— TEXT —
::::

But Fraser was a man of illusions. It was to these illusions we were responding when retrospectively we pictured him as a brilliant mathematician, barrister, athlete and so on. Though his romantic illusions might be shattered, his financial illusions still glimmered in the city of glass he had attempted to create in the West End of London. His optimism shone blindingly forth. Were there moments of panic and doubt? In any event, there was nothing for it but to go on and hope for the best.

When my father had his signature witnessed by the British Consul in Venice on 18 May 1932, he was endeavouring to sell glass to the Venetians. Over the next couple of years he talked Fraser into forming a new department for glass light fittings: table-lights, wall-lights and hanging lights which were sometimes inverted fruit bowls suspended from the ceiling by ropes, decorated with opalescent shells, and fitted with flared flames of frosted or tinted glass. These had several seasons of popularity and were installed by some famous restaurants including Quaglino’s and Claridge’s. But they were not profitable because of the breakage when drilling the glass to the metalwork. One of his designs appears on the title page of this book.

::::

— LISTED ENTRIES —
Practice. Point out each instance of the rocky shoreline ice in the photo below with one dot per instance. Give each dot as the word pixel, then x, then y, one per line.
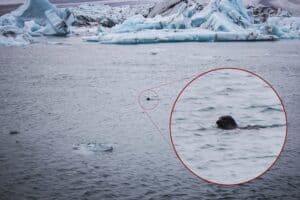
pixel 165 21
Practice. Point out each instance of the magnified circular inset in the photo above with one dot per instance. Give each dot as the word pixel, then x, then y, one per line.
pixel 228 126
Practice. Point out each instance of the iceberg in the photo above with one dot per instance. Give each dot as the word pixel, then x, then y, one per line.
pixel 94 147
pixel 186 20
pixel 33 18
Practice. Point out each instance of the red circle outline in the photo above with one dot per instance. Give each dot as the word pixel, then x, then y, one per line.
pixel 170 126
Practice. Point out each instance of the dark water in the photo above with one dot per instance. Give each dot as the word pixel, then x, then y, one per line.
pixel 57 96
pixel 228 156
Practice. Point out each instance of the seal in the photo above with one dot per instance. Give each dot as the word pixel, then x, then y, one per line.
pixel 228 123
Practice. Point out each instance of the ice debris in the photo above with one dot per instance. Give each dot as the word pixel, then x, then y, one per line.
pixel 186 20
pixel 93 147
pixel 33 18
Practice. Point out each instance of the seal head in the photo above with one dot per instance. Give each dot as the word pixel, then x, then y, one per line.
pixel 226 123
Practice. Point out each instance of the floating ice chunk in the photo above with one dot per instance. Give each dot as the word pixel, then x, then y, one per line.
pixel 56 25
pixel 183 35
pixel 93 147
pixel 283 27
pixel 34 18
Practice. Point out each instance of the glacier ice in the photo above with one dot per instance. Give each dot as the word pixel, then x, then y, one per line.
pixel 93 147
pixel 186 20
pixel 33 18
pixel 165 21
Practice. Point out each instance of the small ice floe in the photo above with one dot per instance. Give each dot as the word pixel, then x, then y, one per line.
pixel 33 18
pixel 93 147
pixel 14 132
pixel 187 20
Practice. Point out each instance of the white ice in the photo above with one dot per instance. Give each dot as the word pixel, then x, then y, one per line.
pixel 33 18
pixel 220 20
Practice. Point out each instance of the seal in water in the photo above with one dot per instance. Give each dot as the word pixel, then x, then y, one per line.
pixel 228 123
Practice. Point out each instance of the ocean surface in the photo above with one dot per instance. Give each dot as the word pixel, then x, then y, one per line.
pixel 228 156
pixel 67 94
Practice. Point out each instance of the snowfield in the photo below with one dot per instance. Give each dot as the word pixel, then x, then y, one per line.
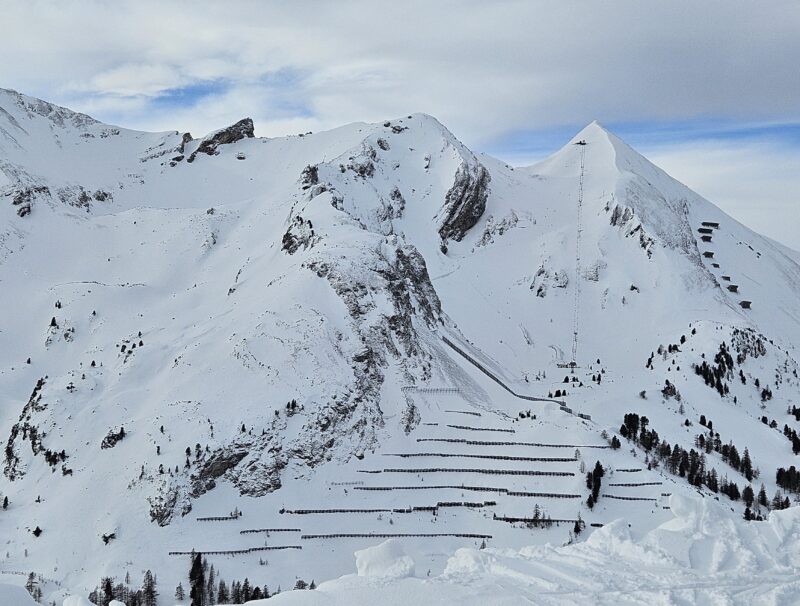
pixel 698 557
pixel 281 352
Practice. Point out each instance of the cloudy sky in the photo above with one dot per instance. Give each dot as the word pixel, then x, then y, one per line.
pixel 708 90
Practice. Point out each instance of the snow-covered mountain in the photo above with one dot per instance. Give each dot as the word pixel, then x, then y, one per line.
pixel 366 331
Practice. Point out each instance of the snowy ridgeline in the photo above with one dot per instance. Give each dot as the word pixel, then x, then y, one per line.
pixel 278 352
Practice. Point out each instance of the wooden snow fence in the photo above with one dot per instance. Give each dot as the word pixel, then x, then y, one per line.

::::

— AIM OF THE TASK —
Decide whether each statement agrees with the text about Fraser above, answering yes or no and quoting the exact words of the text that settle it. (a) The signature was witnessed by the British Consul in Venice. (b) The glass light fittings made a profit. (c) Quaglino’s was among the restaurants that installed the fittings.

— SOLUTION TO THIS EXERCISE —
(a) Yes: "When my father had his signature witnessed by the British Consul in Venice on 18 May 1932"
(b) No: "But they were not profitable because of the breakage when drilling the glass to the metalwork."
(c) Yes: "were installed by some famous restaurants including Quaglino’s and Claridge’s"